### Arbeitsaufträge
- 1) Aktualisiere den Text über das Artilleriesystem La Hitte, beginnend mit „Lange bestand keine“ und fortlaufend bis „gemeinen Soldaten anwendbar.“, und setze dabei „Schützen-Einheiten“ an die Stelle von „Jäger-Einheiten“.
- 2) Beantworte anhand des Textes über das Artilleriesystem La Hitte:
(a) Bis zu welcher Entfernung wirkte der französische Achtpfünder entscheidend?
(b) In welchem Zeitraum vollzog sich bei der Infanterie der Übergang vom glatten zum gezogenen Vorderladergewehr?
(c) Wer erfand die Expansionsführung?
- 3) Führe den Text über das Artilleriesystem La Hitte im Anschluss an seinen letzten Satz fort.

### Ausgewählter Textauszug

Museum
für historische Wehrtechnik

Munition 3

Das französische Artilleriesystem La Hitte

Der Gedanke an gezogene Geschütze ist schon im 17. Jahrhundert aufgetaucht. Ihre Realisierung war jedoch bis Mitte 19. Jh. in technisch brauchbarer Form nicht möglich.
Lange bestand keine Notwendigkeit für eine radikale Modernisierung des Artilleriegeräts. Noch Anfang des 19. Jahrhunderts konnte man z.B. mit der Geschützkartätsche weiter reichen als mit dem damaligen Infanteriegewehr:
Der französische Achtpfünder wirkte ausreichend bis 600 Schritt, entscheidend bis 400 Schritt. Mit Rollschuss erzielte man Reichweiten bis 1800 Schritt. Gewehre dagegen wirkten nur bis 300 Schritt.
Nur ganz wenige Jäger-Einheiten besaßen schon weiter reichende Gewehre mit gezogenen Läufen, die jedoch umständlich zu laden waren
.

Der Fortschritt kam zuerst zur Infanterie: hier vollzog sich zwischen 1840 und 1855 der Übergang vom glatten zum gezogenen Vorderladergewehr. Spezielle Geschosse, z.B. mit der vom französischen Hauptmann Minié erfundenen Expansionsführung, machten die neuen Systeme auch für den gemeinen Soldaten anwendbar.

### Angezeigte Informationen
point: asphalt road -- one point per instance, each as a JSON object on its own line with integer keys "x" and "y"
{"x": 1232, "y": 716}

### Ergebnisse je Aufgabe
- 1)
Lange bestand keine Notwendigkeit für eine radikale Modernisierung des Artilleriegeräts. Noch Anfang des 19. Jahrhunderts konnte man z.B. mit der Geschützkartätsche weiter reichen als mit dem damaligen Infanteriegewehr:
Der französische Achtpfünder wirkte ausreichend bis 600 Schritt, entscheidend bis 400 Schritt. Mit Rollschuss erzielte man Reichweiten bis 1800 Schritt. Gewehre dagegen wirkten nur bis 300 Schritt.
Nur ganz wenige Schützen-Einheiten besaßen schon weiter reichende Gewehre mit gezogenen Läufen, die jedoch umständlich zu laden waren
.

Der Fortschritt kam zuerst zur Infanterie: hier vollzog sich zwischen 1840 und 1855 der Übergang vom glatten zum gezogenen Vorderladergewehr. Spezielle Geschosse, z.B. mit der vom französischen Hauptmann Minié erfundenen Expansionsführung, machten die neuen Systeme auch für den gemeinen Soldaten anwendbar.

- 2)
(a) Bis 400 Schritt.
(b) Zwischen 1840 und 1855.
(c) Der französische Hauptmann Minié.

- 3)
Zwar blieb die Feuergeschwindigkeit wie vor, Reichweite und Treffgenauigkeit wurden jedoch wesentlich gesteigert. Mit dem 1841 eingeführten Zündnadelgewehr, einem gezogenen Hinterlader, kam ein weiterer Technologiesprung.

In den deutsch-dänischen Kriegen 1848 - 1850 wurden bereits beiderseits Batterien lediglich durch feindliches Infanteriefeuer zum Rückzug genötigt!!!

Daher experimentierten alle Militärs u.a.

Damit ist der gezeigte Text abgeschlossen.